── Provided records ──

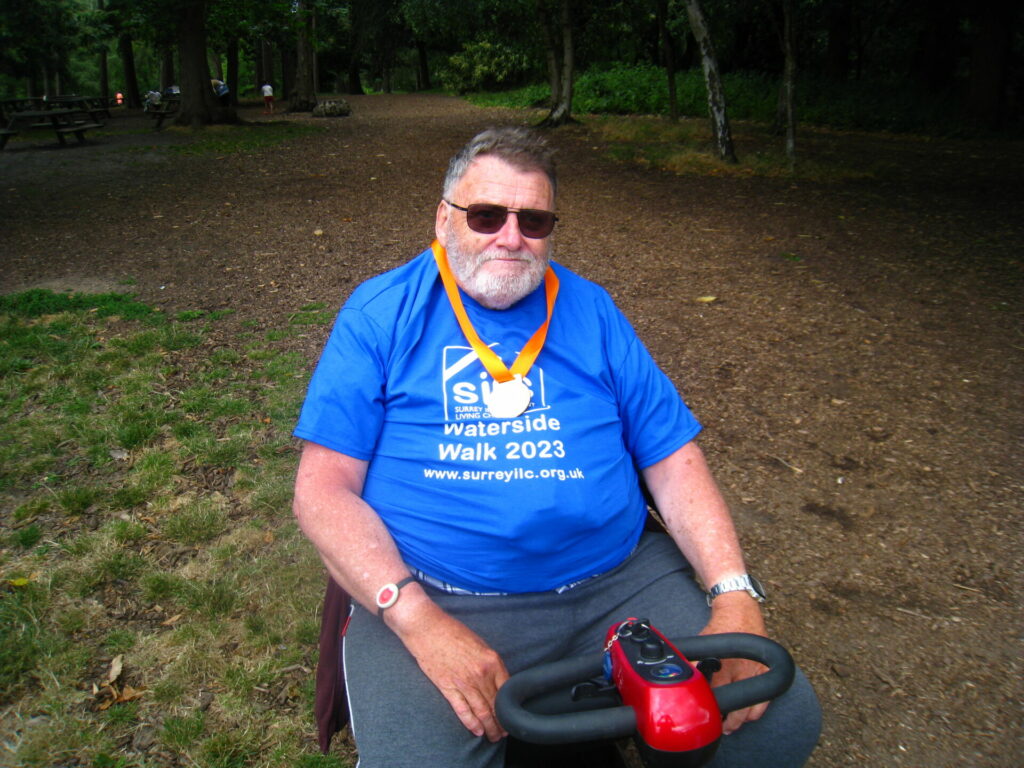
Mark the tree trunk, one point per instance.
(423, 68)
(104, 80)
(266, 57)
(669, 57)
(132, 96)
(716, 95)
(287, 69)
(303, 96)
(199, 104)
(790, 82)
(990, 56)
(553, 56)
(232, 70)
(561, 112)
(167, 68)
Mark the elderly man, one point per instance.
(475, 433)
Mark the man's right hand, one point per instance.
(456, 659)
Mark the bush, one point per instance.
(482, 66)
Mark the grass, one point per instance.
(145, 485)
(227, 139)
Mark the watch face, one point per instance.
(758, 587)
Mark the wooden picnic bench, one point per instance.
(168, 105)
(92, 103)
(62, 121)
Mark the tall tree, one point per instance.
(993, 24)
(668, 57)
(199, 104)
(303, 94)
(787, 95)
(561, 64)
(716, 94)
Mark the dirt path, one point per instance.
(858, 374)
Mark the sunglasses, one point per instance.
(487, 219)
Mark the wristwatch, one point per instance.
(745, 583)
(388, 594)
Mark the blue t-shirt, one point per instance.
(525, 504)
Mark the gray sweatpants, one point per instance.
(399, 719)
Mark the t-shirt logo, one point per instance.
(467, 383)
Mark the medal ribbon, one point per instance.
(498, 370)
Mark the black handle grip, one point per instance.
(572, 727)
(619, 722)
(738, 645)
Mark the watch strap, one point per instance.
(742, 583)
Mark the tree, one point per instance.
(668, 54)
(303, 95)
(716, 94)
(199, 104)
(991, 49)
(561, 65)
(787, 94)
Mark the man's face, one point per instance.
(500, 268)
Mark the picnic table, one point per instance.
(92, 103)
(164, 109)
(8, 105)
(61, 120)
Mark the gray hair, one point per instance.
(520, 147)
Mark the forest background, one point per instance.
(919, 66)
(859, 331)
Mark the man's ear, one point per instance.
(440, 223)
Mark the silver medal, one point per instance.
(508, 398)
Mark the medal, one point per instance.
(508, 399)
(509, 395)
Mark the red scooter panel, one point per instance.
(675, 708)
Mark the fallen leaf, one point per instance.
(117, 665)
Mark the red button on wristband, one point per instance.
(388, 594)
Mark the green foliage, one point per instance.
(23, 637)
(225, 139)
(642, 89)
(481, 66)
(39, 302)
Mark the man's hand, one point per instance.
(736, 611)
(465, 670)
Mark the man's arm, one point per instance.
(698, 520)
(360, 555)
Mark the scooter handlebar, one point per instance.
(619, 722)
(752, 690)
(561, 728)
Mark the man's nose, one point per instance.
(509, 236)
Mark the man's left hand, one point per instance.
(736, 611)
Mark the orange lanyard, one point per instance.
(492, 361)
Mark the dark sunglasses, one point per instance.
(487, 219)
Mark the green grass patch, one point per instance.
(228, 139)
(147, 478)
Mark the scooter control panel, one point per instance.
(652, 657)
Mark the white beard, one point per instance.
(496, 291)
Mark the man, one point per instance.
(473, 432)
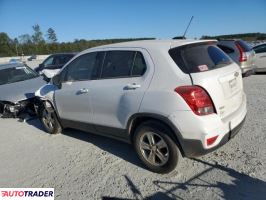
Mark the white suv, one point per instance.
(167, 98)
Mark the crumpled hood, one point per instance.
(22, 90)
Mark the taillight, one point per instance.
(197, 98)
(243, 56)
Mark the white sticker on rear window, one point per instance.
(203, 68)
(20, 67)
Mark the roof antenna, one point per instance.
(184, 35)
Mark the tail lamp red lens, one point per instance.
(197, 99)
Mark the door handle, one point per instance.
(132, 86)
(83, 90)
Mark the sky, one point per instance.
(106, 19)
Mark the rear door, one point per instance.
(210, 68)
(125, 76)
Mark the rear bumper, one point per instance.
(193, 131)
(194, 148)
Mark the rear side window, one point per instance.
(244, 45)
(226, 49)
(84, 67)
(139, 66)
(123, 64)
(199, 57)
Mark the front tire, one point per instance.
(50, 121)
(155, 147)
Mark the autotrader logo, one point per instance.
(27, 193)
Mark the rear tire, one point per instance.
(50, 121)
(155, 147)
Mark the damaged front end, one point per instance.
(17, 109)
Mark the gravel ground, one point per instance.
(84, 166)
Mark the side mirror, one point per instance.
(56, 80)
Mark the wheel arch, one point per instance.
(137, 119)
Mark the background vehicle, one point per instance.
(18, 84)
(167, 98)
(51, 65)
(32, 57)
(240, 52)
(260, 60)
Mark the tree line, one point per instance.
(39, 43)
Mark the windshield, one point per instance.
(199, 57)
(16, 74)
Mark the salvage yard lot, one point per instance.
(84, 166)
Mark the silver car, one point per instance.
(241, 53)
(260, 60)
(18, 83)
(166, 97)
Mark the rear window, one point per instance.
(244, 45)
(199, 57)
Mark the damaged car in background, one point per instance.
(18, 83)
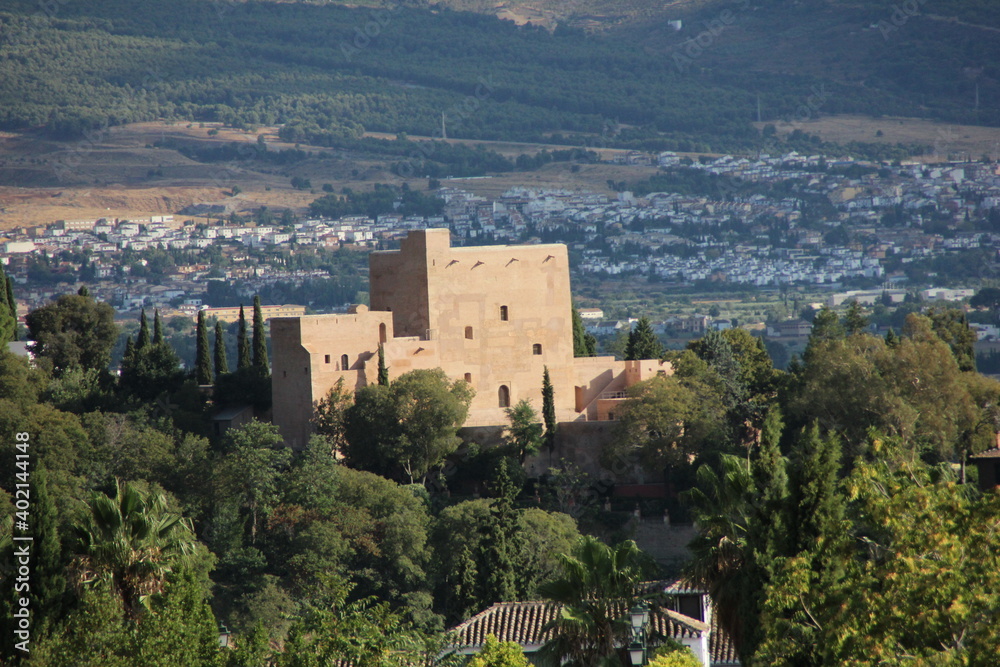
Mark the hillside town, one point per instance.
(771, 222)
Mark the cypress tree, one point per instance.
(816, 497)
(157, 328)
(128, 358)
(259, 339)
(642, 342)
(501, 543)
(383, 371)
(242, 344)
(548, 411)
(221, 363)
(854, 320)
(11, 302)
(48, 574)
(143, 340)
(203, 363)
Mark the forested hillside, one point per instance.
(334, 69)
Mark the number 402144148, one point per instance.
(22, 456)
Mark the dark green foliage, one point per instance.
(500, 562)
(75, 331)
(383, 199)
(150, 370)
(383, 371)
(243, 358)
(203, 360)
(548, 411)
(221, 363)
(260, 361)
(584, 345)
(143, 339)
(524, 435)
(642, 342)
(952, 326)
(157, 328)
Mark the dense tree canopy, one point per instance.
(75, 331)
(406, 429)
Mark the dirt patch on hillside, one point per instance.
(945, 140)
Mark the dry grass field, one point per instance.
(947, 140)
(120, 174)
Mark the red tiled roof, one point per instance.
(988, 454)
(524, 623)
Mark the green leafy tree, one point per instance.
(496, 653)
(523, 437)
(158, 338)
(132, 542)
(243, 358)
(643, 343)
(221, 363)
(666, 422)
(407, 429)
(250, 472)
(383, 371)
(596, 584)
(855, 321)
(952, 326)
(363, 632)
(203, 361)
(584, 345)
(11, 302)
(330, 414)
(143, 340)
(500, 562)
(75, 331)
(260, 361)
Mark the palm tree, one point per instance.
(730, 550)
(131, 542)
(599, 583)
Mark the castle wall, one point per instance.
(495, 316)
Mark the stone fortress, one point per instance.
(493, 316)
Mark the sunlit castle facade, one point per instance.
(492, 316)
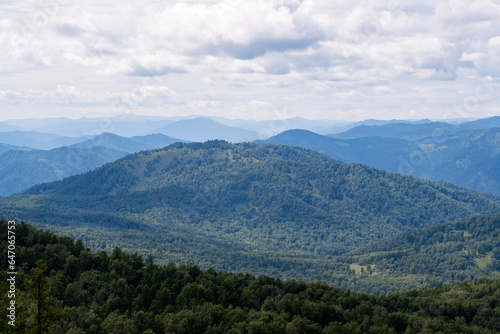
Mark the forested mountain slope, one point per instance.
(464, 249)
(259, 208)
(63, 287)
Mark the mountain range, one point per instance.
(264, 209)
(434, 151)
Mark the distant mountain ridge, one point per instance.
(242, 207)
(23, 168)
(466, 157)
(202, 129)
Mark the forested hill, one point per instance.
(259, 208)
(464, 249)
(63, 287)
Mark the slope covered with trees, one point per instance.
(464, 249)
(65, 288)
(263, 209)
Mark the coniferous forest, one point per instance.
(63, 287)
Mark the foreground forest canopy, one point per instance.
(65, 288)
(271, 210)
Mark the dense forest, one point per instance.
(63, 287)
(266, 209)
(464, 249)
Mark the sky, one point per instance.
(273, 59)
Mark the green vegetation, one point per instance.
(269, 210)
(65, 288)
(465, 249)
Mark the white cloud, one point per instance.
(235, 52)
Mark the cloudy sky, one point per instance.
(256, 59)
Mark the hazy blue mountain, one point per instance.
(399, 130)
(465, 157)
(124, 125)
(242, 207)
(4, 148)
(202, 129)
(377, 152)
(129, 145)
(5, 127)
(22, 169)
(341, 128)
(268, 128)
(484, 123)
(37, 140)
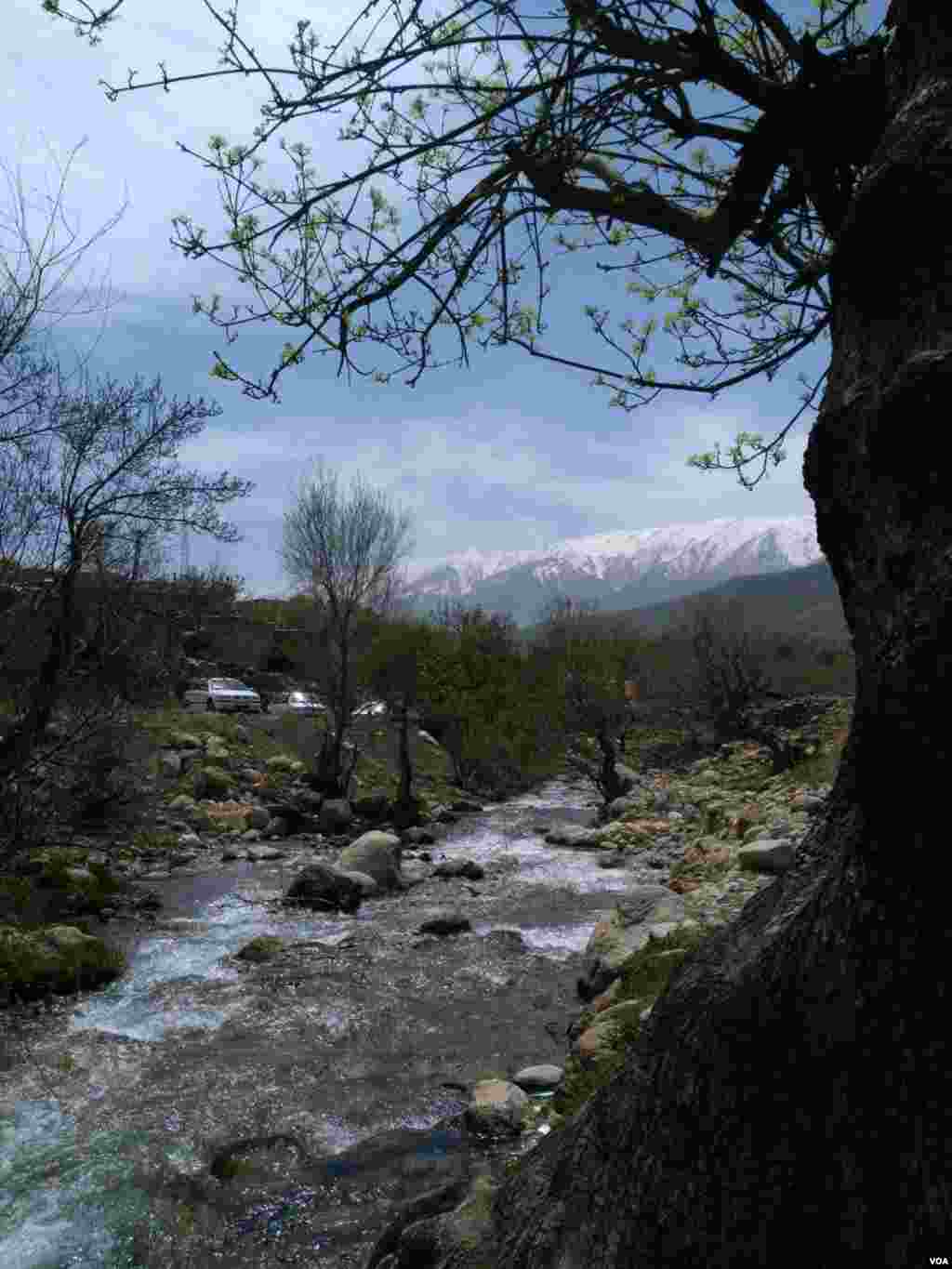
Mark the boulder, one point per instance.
(628, 778)
(325, 889)
(407, 815)
(258, 817)
(496, 1109)
(376, 854)
(169, 764)
(643, 911)
(336, 815)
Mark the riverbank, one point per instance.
(334, 1080)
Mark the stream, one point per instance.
(202, 1111)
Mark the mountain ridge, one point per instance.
(622, 570)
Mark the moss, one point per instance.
(642, 979)
(153, 841)
(230, 1169)
(266, 946)
(472, 1219)
(59, 958)
(211, 779)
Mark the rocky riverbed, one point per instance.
(207, 1108)
(282, 1106)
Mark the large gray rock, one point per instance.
(170, 764)
(628, 778)
(767, 855)
(368, 886)
(325, 889)
(496, 1109)
(372, 806)
(468, 868)
(444, 923)
(577, 838)
(376, 854)
(535, 1078)
(336, 815)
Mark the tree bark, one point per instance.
(789, 1099)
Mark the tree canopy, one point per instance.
(507, 138)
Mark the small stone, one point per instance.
(445, 923)
(259, 853)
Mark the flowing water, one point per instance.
(202, 1111)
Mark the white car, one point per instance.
(222, 694)
(371, 707)
(303, 705)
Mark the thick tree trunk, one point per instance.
(789, 1099)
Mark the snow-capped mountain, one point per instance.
(619, 570)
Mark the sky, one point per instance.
(508, 453)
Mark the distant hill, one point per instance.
(800, 601)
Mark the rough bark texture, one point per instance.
(789, 1099)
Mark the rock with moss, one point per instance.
(266, 946)
(209, 781)
(642, 913)
(377, 854)
(282, 764)
(440, 1226)
(58, 958)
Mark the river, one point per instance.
(201, 1111)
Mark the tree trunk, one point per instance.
(17, 747)
(789, 1099)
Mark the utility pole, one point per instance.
(183, 552)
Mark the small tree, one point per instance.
(594, 659)
(730, 663)
(395, 670)
(104, 482)
(343, 551)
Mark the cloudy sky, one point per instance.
(508, 453)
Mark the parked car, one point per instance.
(303, 705)
(222, 694)
(371, 707)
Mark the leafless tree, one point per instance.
(104, 489)
(344, 551)
(817, 188)
(30, 288)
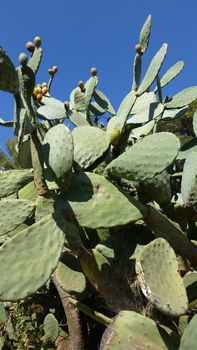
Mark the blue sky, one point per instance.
(78, 34)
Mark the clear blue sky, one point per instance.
(79, 34)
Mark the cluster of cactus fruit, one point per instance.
(96, 211)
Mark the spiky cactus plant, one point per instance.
(94, 211)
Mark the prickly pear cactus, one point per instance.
(98, 223)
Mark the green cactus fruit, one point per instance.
(70, 276)
(9, 78)
(146, 158)
(28, 259)
(51, 108)
(6, 123)
(189, 180)
(162, 226)
(58, 151)
(90, 86)
(153, 69)
(12, 180)
(158, 258)
(190, 283)
(145, 34)
(103, 101)
(35, 60)
(95, 201)
(183, 98)
(51, 329)
(188, 339)
(90, 143)
(13, 213)
(23, 59)
(130, 330)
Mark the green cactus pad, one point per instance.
(190, 283)
(146, 158)
(189, 180)
(153, 69)
(95, 202)
(125, 108)
(158, 258)
(24, 154)
(145, 33)
(6, 123)
(103, 101)
(51, 329)
(28, 259)
(70, 276)
(12, 180)
(35, 60)
(171, 73)
(58, 150)
(90, 143)
(183, 98)
(188, 339)
(137, 64)
(170, 114)
(78, 118)
(28, 192)
(9, 78)
(188, 147)
(142, 131)
(51, 108)
(13, 213)
(145, 108)
(130, 330)
(162, 226)
(158, 188)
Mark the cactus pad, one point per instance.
(90, 143)
(13, 213)
(130, 330)
(9, 78)
(70, 276)
(58, 150)
(153, 69)
(12, 180)
(28, 259)
(146, 158)
(158, 258)
(51, 108)
(189, 180)
(95, 202)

───

▶ Aim
Write out exactly the lines from the line containing "Mark the small stone, one point per instance." through the last line of the listing above, please, and leave out any pictures.

▶ Exercise answer
Mark the small stone, one point per instance.
(445, 923)
(259, 853)
Mark the flowing water, one point per instance.
(202, 1111)
Mark the white car, one point per instance.
(222, 694)
(371, 707)
(303, 705)
Mark the thick tree trunk, one point per instance.
(789, 1099)
Mark the snow-capped mountain, one point per instance.
(619, 570)
Mark the sky, one point per instance.
(508, 453)
Mark the distant hill, one point per instance.
(800, 601)
Mark the rough bark texture, one point per instance.
(789, 1099)
Mark the rock with moss, one point per instance.
(266, 946)
(209, 781)
(642, 913)
(377, 854)
(282, 764)
(440, 1226)
(58, 958)
Mark the river, one point per instance.
(201, 1111)
Mark the tree trunk, one point per instance.
(17, 747)
(789, 1099)
Mark the utility pole, one point per instance.
(183, 552)
Mark the small tree, one point per instance.
(594, 659)
(730, 663)
(395, 670)
(104, 482)
(343, 551)
Mark the cloudy sky, one point per instance.
(508, 453)
Mark the parked car, one point per instance.
(303, 705)
(222, 694)
(371, 707)
Mark the leafless tree, one point per instance.
(104, 489)
(344, 551)
(817, 188)
(30, 288)
Mark the blue sky, one point per instance.
(78, 34)
Mark the clear blue sky, one point per instance.
(79, 34)
Mark the cluster of cactus fruit, one point per instance.
(96, 211)
Mark the spiky cactus plant, one point per instance.
(94, 211)
Mark the prickly pear cactus, one point per instance.
(98, 223)
Mark the green cactus fruit, one point per instance.
(70, 276)
(9, 78)
(146, 158)
(28, 259)
(51, 108)
(6, 123)
(189, 180)
(162, 226)
(58, 151)
(90, 86)
(153, 69)
(12, 180)
(158, 258)
(190, 283)
(145, 34)
(103, 101)
(35, 60)
(95, 201)
(183, 98)
(51, 329)
(188, 339)
(90, 143)
(13, 213)
(23, 59)
(130, 330)
Mark the green cactus pad, one point per instance.
(190, 283)
(146, 158)
(189, 180)
(153, 69)
(95, 202)
(125, 108)
(158, 258)
(24, 154)
(145, 33)
(6, 123)
(103, 101)
(51, 329)
(28, 259)
(70, 276)
(12, 180)
(35, 60)
(171, 73)
(58, 150)
(90, 143)
(183, 98)
(188, 339)
(137, 64)
(170, 114)
(78, 118)
(28, 192)
(9, 78)
(188, 147)
(142, 131)
(51, 108)
(13, 213)
(145, 108)
(130, 330)
(162, 226)
(158, 188)
Mark the cactus pad, one point per instance.
(90, 143)
(13, 213)
(130, 330)
(9, 78)
(70, 276)
(58, 150)
(153, 69)
(12, 180)
(28, 259)
(146, 158)
(158, 258)
(51, 108)
(189, 180)
(95, 202)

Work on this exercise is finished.